Stored items from a collection:
┌──

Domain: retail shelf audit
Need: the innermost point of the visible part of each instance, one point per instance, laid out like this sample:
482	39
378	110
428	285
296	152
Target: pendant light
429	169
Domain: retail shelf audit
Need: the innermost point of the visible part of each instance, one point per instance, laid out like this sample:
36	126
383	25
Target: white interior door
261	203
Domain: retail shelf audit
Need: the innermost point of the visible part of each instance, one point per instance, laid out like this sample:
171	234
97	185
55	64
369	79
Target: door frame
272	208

└──
┌──

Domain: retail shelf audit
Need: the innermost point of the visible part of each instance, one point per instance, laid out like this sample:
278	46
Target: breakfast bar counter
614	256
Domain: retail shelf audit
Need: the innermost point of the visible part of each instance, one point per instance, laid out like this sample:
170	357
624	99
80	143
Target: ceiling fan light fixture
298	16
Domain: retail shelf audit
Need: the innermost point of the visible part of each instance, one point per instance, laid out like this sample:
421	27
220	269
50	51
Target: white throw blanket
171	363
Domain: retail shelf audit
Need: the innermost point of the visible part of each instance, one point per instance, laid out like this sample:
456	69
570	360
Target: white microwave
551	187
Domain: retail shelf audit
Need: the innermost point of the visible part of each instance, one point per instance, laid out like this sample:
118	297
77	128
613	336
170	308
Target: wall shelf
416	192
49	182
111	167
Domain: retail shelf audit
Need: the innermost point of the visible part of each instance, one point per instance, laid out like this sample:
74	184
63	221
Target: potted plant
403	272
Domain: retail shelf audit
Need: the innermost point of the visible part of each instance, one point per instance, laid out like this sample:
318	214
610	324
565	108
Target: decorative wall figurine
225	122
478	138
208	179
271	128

└──
┌──

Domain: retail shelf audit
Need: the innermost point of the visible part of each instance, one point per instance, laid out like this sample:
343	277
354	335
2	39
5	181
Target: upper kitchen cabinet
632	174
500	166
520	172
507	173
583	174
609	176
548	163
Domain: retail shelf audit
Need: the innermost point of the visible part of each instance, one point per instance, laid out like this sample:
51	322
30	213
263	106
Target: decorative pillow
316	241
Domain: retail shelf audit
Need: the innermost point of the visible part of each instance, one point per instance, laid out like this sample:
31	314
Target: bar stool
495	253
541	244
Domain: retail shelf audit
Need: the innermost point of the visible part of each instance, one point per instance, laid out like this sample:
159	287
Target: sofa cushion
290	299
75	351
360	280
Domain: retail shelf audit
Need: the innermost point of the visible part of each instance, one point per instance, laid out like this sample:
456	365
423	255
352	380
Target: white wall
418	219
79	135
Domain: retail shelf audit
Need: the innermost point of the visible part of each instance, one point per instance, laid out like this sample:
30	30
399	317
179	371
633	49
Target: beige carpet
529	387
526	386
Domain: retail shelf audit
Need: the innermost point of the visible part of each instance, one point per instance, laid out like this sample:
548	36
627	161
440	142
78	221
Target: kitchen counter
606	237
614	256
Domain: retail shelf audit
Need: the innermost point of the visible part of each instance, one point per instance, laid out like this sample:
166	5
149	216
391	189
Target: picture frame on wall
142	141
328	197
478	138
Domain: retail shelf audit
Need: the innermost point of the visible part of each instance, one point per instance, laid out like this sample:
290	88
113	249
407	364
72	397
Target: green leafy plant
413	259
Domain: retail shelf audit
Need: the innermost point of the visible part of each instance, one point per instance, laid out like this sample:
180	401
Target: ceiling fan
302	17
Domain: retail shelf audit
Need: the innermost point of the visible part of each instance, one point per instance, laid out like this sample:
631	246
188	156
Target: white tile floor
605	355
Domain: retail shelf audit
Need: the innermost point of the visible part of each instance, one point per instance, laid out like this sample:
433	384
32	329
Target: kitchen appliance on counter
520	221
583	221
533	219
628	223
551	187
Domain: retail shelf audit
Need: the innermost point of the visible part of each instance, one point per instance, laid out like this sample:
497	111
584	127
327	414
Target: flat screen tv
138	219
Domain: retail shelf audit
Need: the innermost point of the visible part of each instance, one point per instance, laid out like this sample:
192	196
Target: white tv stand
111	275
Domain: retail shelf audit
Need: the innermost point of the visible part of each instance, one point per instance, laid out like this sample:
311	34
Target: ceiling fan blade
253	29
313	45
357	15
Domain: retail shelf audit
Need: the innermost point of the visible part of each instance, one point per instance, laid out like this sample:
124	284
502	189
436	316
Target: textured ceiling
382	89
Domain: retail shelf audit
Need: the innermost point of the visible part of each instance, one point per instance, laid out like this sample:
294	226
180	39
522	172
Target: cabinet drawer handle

└──

Your instructions: Look above for the line containing "Target: textured ceiling" and the line containing "Target: cabinet drawer handle". Transcribe both, with the lines between them, exactly.

Result of the task:
Target: textured ceiling
382	89
Domain: retail shelf audit
Need: the innermost point of the visible part of each instance, one point per instance, laid out like this sample:
294	226
180	39
522	172
Target: cabinet drawer handle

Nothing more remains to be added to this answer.